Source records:
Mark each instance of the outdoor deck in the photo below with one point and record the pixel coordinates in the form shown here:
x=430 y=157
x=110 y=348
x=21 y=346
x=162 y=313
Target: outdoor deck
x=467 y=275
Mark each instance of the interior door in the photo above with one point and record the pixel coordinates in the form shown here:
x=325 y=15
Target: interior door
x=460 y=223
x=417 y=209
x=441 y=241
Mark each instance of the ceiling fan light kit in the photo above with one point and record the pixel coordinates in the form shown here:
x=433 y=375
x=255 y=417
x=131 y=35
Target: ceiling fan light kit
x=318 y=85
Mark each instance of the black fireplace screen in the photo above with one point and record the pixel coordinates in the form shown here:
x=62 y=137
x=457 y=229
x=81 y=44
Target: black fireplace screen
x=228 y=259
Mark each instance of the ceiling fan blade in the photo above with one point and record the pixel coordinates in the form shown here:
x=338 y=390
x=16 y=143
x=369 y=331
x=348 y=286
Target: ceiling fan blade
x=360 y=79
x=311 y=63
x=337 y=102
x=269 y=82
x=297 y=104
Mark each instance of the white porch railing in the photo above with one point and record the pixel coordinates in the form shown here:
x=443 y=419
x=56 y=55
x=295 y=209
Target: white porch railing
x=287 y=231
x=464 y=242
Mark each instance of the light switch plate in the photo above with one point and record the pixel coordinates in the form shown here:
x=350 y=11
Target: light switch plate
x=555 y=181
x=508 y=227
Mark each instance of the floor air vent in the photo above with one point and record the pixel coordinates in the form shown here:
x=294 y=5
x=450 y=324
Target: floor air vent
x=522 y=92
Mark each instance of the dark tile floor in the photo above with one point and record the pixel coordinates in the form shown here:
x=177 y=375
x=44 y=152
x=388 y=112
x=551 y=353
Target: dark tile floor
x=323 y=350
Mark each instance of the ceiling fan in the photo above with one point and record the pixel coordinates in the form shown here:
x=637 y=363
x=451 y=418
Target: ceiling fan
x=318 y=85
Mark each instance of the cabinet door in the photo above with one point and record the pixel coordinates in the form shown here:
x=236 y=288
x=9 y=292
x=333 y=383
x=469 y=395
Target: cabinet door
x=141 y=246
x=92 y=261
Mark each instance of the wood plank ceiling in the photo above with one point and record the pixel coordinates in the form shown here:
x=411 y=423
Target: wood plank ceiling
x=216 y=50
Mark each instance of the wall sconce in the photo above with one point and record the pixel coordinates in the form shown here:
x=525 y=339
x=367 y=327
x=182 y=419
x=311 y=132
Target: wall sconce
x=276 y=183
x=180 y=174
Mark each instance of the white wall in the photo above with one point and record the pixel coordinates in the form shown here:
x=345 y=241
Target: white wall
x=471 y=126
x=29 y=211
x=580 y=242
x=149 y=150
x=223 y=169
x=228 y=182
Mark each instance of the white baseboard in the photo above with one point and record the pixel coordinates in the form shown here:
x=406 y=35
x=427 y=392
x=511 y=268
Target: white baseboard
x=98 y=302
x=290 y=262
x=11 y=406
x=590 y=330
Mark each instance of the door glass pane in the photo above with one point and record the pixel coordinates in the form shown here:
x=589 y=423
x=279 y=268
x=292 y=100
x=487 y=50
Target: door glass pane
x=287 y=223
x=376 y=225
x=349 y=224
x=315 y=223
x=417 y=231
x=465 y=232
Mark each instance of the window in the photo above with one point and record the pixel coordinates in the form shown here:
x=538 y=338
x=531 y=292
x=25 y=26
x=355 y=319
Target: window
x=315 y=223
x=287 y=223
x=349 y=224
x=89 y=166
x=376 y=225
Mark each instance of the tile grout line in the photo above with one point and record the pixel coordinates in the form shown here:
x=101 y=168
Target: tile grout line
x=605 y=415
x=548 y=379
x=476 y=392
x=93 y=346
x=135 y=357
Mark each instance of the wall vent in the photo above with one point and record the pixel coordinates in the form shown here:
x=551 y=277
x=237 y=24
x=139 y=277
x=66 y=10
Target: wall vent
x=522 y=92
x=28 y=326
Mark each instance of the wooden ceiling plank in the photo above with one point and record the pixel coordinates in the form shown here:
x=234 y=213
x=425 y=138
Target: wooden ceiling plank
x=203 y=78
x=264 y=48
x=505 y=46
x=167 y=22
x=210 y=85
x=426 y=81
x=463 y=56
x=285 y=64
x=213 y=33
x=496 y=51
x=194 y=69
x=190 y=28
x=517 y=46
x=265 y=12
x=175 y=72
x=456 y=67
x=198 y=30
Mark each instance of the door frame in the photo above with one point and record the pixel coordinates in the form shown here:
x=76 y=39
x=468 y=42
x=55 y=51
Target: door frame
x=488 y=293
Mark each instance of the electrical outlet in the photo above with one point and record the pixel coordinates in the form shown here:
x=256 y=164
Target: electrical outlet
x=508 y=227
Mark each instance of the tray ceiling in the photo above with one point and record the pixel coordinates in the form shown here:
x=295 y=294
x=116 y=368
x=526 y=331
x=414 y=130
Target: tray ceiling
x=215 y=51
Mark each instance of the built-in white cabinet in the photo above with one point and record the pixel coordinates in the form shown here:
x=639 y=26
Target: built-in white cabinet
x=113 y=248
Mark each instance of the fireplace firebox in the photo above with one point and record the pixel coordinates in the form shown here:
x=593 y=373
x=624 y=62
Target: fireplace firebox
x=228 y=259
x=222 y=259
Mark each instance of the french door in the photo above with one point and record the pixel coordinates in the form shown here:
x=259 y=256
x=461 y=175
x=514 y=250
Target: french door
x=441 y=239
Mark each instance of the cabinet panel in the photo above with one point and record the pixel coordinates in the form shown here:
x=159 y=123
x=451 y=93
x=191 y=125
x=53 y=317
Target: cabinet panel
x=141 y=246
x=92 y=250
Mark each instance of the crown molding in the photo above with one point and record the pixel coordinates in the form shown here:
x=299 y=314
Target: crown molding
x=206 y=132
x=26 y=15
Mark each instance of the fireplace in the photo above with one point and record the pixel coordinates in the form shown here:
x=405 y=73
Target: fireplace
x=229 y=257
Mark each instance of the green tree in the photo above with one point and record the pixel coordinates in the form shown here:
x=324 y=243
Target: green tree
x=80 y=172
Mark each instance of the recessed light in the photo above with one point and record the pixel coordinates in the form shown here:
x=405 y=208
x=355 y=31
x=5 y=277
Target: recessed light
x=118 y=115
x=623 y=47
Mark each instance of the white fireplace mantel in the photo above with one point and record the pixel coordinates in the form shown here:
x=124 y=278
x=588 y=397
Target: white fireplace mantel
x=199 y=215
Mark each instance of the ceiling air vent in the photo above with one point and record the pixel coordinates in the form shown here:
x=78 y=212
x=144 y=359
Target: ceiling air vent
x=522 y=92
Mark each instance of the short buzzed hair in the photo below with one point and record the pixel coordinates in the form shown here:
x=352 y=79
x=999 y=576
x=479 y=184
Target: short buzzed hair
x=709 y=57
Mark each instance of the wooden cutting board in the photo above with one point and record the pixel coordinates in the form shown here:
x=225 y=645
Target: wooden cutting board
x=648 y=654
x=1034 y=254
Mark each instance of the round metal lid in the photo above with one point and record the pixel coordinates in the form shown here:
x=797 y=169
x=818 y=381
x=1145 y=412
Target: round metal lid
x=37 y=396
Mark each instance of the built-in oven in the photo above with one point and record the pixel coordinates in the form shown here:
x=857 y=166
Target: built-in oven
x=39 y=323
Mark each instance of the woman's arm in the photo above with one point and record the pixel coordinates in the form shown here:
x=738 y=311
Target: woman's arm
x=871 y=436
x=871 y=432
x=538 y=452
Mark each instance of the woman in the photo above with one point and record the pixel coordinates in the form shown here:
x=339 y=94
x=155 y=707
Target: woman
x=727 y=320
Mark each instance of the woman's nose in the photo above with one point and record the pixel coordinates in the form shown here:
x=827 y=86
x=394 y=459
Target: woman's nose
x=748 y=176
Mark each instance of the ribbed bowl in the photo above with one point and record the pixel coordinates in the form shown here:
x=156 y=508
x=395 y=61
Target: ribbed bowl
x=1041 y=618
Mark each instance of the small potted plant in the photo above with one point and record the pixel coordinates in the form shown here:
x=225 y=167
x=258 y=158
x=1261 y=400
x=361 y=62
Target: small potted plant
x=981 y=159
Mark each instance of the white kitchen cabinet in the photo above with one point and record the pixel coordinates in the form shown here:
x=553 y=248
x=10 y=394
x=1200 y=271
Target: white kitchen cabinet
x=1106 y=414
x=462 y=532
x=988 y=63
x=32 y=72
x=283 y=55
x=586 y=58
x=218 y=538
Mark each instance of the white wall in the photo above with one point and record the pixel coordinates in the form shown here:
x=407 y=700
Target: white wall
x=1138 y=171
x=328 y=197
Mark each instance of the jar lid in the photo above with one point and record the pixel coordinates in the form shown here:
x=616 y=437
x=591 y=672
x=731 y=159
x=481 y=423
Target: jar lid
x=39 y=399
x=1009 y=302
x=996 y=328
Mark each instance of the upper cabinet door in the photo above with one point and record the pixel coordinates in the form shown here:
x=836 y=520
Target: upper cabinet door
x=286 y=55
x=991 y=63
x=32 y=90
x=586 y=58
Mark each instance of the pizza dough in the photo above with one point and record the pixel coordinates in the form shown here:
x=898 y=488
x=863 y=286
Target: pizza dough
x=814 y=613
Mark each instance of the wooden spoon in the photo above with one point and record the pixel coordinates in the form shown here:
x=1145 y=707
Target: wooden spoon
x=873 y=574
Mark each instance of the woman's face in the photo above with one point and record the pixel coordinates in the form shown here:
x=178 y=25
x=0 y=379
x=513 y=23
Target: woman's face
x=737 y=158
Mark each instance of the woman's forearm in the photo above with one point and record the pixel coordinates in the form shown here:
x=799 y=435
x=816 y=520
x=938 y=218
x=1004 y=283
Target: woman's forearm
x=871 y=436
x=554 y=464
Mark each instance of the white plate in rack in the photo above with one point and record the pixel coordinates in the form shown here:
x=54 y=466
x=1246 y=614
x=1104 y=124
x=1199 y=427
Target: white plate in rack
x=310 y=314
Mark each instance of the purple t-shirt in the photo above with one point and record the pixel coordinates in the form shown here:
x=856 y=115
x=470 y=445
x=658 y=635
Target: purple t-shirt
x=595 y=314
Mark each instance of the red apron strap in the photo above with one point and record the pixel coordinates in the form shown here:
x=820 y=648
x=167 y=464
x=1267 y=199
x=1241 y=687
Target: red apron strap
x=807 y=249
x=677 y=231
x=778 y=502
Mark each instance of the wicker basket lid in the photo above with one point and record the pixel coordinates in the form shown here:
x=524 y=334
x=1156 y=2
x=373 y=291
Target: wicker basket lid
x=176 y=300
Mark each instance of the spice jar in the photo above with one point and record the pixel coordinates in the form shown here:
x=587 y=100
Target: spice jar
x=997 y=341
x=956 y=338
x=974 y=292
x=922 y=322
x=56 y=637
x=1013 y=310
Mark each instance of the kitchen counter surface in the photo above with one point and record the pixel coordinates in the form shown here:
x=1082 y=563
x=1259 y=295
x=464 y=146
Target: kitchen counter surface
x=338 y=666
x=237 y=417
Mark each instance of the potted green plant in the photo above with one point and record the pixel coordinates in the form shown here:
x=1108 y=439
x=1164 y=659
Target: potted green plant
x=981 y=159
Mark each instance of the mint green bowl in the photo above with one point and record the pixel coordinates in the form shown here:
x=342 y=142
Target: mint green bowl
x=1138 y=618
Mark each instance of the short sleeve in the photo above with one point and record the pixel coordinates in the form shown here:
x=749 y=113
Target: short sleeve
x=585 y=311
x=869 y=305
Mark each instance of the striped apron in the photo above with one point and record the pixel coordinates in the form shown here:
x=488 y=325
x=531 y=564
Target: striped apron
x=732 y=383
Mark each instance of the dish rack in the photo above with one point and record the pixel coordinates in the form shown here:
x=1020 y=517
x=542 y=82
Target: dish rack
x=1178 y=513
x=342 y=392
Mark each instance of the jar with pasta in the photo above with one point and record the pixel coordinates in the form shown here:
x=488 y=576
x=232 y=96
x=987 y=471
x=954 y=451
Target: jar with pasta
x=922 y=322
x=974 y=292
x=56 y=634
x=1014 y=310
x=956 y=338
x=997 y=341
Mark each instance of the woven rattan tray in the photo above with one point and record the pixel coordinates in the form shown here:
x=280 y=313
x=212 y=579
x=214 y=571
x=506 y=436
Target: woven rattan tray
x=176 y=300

# PROBLEM TO SOLVE:
What should come out is the exact run of lines from the one holding "Target: dish rack" through the end of the records above, and nothing besides.

# RESPONSE TO THIS EXERCISE:
Target: dish rack
x=1178 y=513
x=342 y=392
Mark each instance of the jar with pasta in the photo above with one point and record the pixel coordinates in the form shown here:
x=488 y=576
x=232 y=96
x=987 y=471
x=954 y=451
Target: jar with pasta
x=922 y=322
x=974 y=292
x=56 y=634
x=1014 y=310
x=956 y=338
x=997 y=341
Mark each instance of the woven rattan tray in the photo above with one point and record the pixel coordinates in the form shown here:
x=280 y=313
x=212 y=579
x=214 y=571
x=506 y=436
Target: woven rattan tray
x=176 y=300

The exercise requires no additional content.